*Task to complete*: Would you write out the entries below, every one of them, exactly?

*Extracted records*:
+ + + + +

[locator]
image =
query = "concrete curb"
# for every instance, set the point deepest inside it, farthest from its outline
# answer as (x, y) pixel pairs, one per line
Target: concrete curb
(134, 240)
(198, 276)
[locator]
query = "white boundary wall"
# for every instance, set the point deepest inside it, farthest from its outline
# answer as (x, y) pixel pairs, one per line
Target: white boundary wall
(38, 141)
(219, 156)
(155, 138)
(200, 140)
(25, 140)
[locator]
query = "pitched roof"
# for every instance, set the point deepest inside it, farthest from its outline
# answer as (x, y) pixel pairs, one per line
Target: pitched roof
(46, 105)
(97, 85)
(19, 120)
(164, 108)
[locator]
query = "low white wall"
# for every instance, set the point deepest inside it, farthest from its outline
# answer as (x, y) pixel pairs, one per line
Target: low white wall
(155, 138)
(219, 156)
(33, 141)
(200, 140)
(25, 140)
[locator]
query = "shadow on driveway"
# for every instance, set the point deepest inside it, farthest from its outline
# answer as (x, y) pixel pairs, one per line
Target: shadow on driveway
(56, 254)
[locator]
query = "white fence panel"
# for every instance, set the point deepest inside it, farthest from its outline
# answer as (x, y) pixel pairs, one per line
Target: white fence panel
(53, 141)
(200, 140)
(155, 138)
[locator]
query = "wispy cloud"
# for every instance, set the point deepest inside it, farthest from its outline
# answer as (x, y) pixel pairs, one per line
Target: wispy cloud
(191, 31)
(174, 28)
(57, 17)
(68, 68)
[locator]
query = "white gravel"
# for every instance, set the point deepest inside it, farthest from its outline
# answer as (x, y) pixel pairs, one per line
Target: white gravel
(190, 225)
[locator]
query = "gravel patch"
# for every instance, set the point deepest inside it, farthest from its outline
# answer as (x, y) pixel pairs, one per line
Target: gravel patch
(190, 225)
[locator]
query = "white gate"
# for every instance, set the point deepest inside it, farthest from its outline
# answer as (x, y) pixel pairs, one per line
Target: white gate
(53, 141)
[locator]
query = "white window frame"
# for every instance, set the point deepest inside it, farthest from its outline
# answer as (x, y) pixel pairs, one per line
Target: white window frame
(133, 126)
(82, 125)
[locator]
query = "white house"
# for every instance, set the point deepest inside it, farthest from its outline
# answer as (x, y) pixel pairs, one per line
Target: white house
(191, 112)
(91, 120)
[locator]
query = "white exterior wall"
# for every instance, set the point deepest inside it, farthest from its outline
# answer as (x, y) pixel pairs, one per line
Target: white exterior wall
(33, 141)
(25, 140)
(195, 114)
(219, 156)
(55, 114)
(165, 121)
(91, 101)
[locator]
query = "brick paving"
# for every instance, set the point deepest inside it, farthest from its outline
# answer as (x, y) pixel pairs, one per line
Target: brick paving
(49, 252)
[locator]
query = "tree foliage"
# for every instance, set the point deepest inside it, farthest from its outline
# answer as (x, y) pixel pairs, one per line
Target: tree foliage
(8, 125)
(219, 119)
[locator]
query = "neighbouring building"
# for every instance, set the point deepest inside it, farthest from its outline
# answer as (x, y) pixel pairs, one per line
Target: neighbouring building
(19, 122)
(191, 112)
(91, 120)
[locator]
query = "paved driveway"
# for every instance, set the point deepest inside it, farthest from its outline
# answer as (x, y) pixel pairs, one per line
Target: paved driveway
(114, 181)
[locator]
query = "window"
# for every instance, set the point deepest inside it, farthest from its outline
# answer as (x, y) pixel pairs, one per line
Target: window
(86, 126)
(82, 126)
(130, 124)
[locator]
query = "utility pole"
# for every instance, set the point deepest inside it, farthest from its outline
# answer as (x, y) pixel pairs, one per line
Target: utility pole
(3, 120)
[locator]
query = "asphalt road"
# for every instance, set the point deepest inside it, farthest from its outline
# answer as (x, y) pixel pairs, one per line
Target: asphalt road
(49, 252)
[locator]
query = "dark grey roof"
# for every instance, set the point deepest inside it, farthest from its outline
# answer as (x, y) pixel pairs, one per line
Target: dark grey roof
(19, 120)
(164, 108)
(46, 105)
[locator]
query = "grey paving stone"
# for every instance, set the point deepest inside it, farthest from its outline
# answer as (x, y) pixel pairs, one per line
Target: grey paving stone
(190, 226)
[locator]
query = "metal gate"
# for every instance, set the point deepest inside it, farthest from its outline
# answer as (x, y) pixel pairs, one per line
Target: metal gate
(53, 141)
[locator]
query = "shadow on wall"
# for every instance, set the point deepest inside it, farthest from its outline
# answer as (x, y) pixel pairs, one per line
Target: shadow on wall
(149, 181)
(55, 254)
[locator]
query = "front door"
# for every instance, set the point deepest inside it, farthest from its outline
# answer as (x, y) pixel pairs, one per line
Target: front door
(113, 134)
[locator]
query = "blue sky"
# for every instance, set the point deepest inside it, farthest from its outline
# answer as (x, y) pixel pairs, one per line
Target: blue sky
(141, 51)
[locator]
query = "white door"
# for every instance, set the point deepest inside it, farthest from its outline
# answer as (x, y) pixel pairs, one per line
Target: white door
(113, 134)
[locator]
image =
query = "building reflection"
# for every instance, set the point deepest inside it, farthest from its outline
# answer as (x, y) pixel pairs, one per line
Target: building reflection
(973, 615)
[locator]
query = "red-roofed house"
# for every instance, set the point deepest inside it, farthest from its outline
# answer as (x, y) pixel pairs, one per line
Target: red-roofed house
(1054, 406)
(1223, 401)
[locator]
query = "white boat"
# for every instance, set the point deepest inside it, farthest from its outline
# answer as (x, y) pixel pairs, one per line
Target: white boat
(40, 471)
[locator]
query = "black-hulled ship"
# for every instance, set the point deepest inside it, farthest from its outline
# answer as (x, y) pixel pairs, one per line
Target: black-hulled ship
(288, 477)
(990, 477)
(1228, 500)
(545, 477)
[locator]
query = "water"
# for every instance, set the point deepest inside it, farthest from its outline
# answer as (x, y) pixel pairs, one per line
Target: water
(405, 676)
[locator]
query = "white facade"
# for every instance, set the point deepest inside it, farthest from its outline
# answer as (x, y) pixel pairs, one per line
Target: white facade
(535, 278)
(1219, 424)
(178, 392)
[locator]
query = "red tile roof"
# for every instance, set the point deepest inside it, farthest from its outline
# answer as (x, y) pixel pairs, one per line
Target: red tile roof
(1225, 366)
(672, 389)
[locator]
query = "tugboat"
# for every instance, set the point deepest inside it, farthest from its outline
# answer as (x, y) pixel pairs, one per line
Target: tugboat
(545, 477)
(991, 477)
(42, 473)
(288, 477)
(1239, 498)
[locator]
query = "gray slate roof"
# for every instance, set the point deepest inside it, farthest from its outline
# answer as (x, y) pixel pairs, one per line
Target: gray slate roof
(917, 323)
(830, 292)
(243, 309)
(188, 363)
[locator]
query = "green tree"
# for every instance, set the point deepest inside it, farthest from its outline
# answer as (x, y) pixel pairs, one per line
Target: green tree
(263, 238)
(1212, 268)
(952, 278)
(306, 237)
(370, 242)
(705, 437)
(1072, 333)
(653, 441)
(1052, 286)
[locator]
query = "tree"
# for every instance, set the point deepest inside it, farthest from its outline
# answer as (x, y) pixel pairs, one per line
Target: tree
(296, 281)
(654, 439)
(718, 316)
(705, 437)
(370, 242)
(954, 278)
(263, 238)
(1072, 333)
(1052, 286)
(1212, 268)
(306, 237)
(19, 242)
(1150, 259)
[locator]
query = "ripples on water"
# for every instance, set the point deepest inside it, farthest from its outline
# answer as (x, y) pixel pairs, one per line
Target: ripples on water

+ + + + +

*Task response*:
[locator]
image =
query = "concrete curb"
# for every instance, set the point deepest inside it, farthest from its outline
# answer as (x, y) pixel pairs, one per line
Target: concrete curb
(134, 240)
(198, 276)
[locator]
query = "white boundary wall"
# for every instance, set the point deepest inside it, farthest from its outline
# answer as (x, y) pixel pairs, one per line
Target: white boundary wall
(38, 141)
(219, 156)
(155, 138)
(200, 140)
(25, 140)
[locator]
query = "pitched roof"
# for every instance, set the point deepest inside it, farthest from its outline
# answer as (x, y) pixel pairs, one per line
Target: pitched roof
(46, 105)
(97, 85)
(19, 120)
(164, 108)
[locator]
query = "low white wall"
# for every instance, set the point deepest inside it, farthest from its outline
# answer as (x, y) pixel pairs, one per line
Target: low white wall
(155, 138)
(219, 156)
(33, 141)
(200, 140)
(25, 140)
[locator]
query = "shadow on driveway"
# for every instance, set the point deepest inside it, farthest from its outline
# answer as (x, y) pixel pairs, one per line
Target: shadow on driveway
(56, 254)
[locator]
query = "white fence panel"
# for every instance, set the point deepest inside it, farthest from its outline
# answer as (x, y) pixel pairs, one per line
Target: white fence panel
(53, 141)
(200, 140)
(155, 138)
[locator]
query = "wispy cloud"
# for every instance, set the point deepest inside it, farthest from its outline
# answer as (x, y) pixel pairs, one per line
Target: wispy cloud
(191, 31)
(174, 28)
(57, 17)
(68, 68)
[locator]
query = "white gravel"
# for every instance, set the point deepest inside it, farthest from its outline
# answer as (x, y) pixel pairs, one per line
Target: white gravel
(190, 225)
[locator]
query = "gravel patch"
# for every instance, set the point deepest inside it, farthest from its outline
# answer as (x, y) pixel pairs, one per line
Target: gravel patch
(190, 225)
[locator]
query = "white gate"
# for every instance, set the point deepest inside it, farthest from its outline
# answer as (x, y) pixel pairs, one per line
Target: white gate
(53, 141)
[locator]
query = "white window frame"
# for every instance, set the point deepest inside it, farthest from its outline
# answer as (x, y) pixel pairs, one per line
Target: white window frame
(133, 126)
(82, 125)
[locator]
query = "white house"
# for every instance, set the point deepest inside it, farthest from its outline
# answer as (x, y) pixel pairs, one per line
Target: white house
(191, 112)
(91, 120)
[locator]
query = "white exterior wall"
# for every instance, set the point deepest inside it, farthest from its outline
# answer as (x, y) pixel pairs, one per line
Target: white exterior wall
(33, 141)
(25, 140)
(195, 114)
(219, 156)
(55, 114)
(165, 121)
(91, 101)
[locator]
query = "brick paving"
# for every instance, set the point deepest inside it, farthest from its outline
# answer as (x, y) pixel pairs, one per line
Target: brick paving
(49, 252)
[locator]
query = "tree foliage"
# for every instance, set the point deepest inside it, farthest from its outline
# answer as (x, y) pixel pairs, one per line
Target: tree foliage
(8, 125)
(219, 119)
[locator]
query = "neighbouring building"
# for every instance, set the point deepest inside it, farthest from its outline
# answer as (x, y) pixel pairs, one per line
Target: neighbouring building
(19, 122)
(191, 112)
(91, 120)
[locator]
query = "paved driveway"
# for every instance, set the point deepest inside it, farthest from its outline
# answer as (x, y) pixel pairs, one per line
Target: paved driveway
(114, 181)
[locator]
query = "window"
# for every instance, set the point deepest inside it, farthest from its outline
# answer as (x, y) pixel pairs, one per line
Target: window
(86, 126)
(82, 126)
(130, 124)
[locator]
query = "utility pole"
# for every instance, set the point deepest inside it, farthest from its outline
# answer as (x, y) pixel pairs, one per line
Target: utility pole
(3, 120)
[locator]
query = "asphalt road"
# for every instance, set the point deepest inside it, farthest from its outline
# answer as (x, y) pixel pairs, one per line
Target: asphalt road
(49, 252)
[locator]
query = "dark grey roof"
# for every instance, set the point deepest inside it, farthest from its outline
# answer as (x, y) pixel pairs, one per line
Target: dark grey roof
(19, 120)
(164, 108)
(46, 105)
[locator]
query = "grey paving stone"
# for every instance, set the point deepest inside it, farthest from its outline
# answer as (x, y) pixel pairs, one per line
Target: grey paving stone
(190, 226)
[locator]
query = "metal gate"
# for every instance, set the point deepest inside it, farthest from its outline
# answer as (x, y) pixel pairs, one per line
Target: metal gate
(53, 141)
[locator]
query = "shadow on wall"
# for every instance, set the point deepest inside it, farthest from its outline
# answer as (x, y) pixel pairs, one per line
Target: shadow on wall
(149, 181)
(55, 254)
[locator]
query = "front door"
# for every instance, set the point deepest inside it, farthest from its outline
# answer as (x, y) pixel pairs, one per line
Target: front door
(113, 134)
[locator]
query = "blue sky"
# for every instance, set the point deepest inside it, farthest from its outline
# answer as (x, y) pixel pairs, one per line
Target: blue sky
(141, 51)
[locator]
query = "white door"
# for every instance, set the point deepest inside it, farthest from its outline
# answer as (x, y) pixel pairs, one per line
Target: white door
(113, 134)
[locator]
image =
query = "building reflection"
# for every instance, set the point deepest inside it, farthest from its outline
# answer as (x, y) pixel pairs, one per line
Target: building reflection
(973, 615)
[locator]
query = "red-roofed house"
# for every instance, set the point deepest inside it, farthest from its outline
# answer as (x, y) pixel pairs, one per line
Target: red-roofed house
(1054, 406)
(1223, 401)
[locator]
query = "white boat"
# for every instance, set the point deepest inside it, farthest from its outline
# answer as (x, y) pixel pairs, one per line
Target: white boat
(40, 471)
[locator]
query = "black-hulled ship"
# for every instance, set the point deepest inside it, farthest from its outline
# answer as (x, y) pixel pairs, one per line
Target: black-hulled ship
(288, 477)
(990, 477)
(1228, 500)
(545, 477)
[locator]
query = "water"
# for every instance, set the point deepest inside it, farthest from its outline
# answer as (x, y) pixel pairs, one per line
Target: water
(405, 676)
[locator]
query = "white facade"
# for every instance, set the point deepest inside it, farthest from its outline
# answer as (x, y) pixel pairs, one per line
Target: white facade
(535, 278)
(1219, 424)
(178, 392)
[locator]
query = "red tile roof"
# for every instance, set the point deepest inside it, farthest from its outline
# answer as (x, y) pixel pairs, one per line
Target: red tile roof
(1225, 366)
(672, 389)
[locator]
query = "tugboat"
# for every instance, set the point deepest inside it, farthest from its outline
# answer as (x, y) pixel pairs, one per line
Target: tugboat
(545, 477)
(991, 477)
(42, 473)
(288, 477)
(1239, 498)
[locator]
query = "gray slate roof"
# for every instance, set the point deepest inside it, farthest from its outline
# answer as (x, y) pixel pairs, one per line
Target: gray slate roof
(917, 323)
(830, 292)
(243, 309)
(188, 363)
[locator]
query = "green tree"
# for every instance, set the point deepest inside it, farthest from its outline
# answer as (x, y) pixel pairs, one per line
Target: green tree
(263, 238)
(1212, 268)
(952, 278)
(306, 237)
(370, 242)
(705, 437)
(1072, 333)
(653, 441)
(1052, 286)
[locator]
query = "tree"
# for every instance, set the point deepest inside it, farthest from its outline
# answer as (x, y) pixel pairs, one per line
Target: tree
(296, 281)
(654, 439)
(718, 316)
(705, 437)
(370, 242)
(954, 278)
(263, 238)
(1072, 333)
(1052, 286)
(1212, 268)
(306, 237)
(19, 242)
(1150, 259)
[locator]
query = "ripples on water"
# for every instance, set the point deepest inside it, farthest from its outline
# answer as (x, y) pixel pairs, one per line
Target: ripples on water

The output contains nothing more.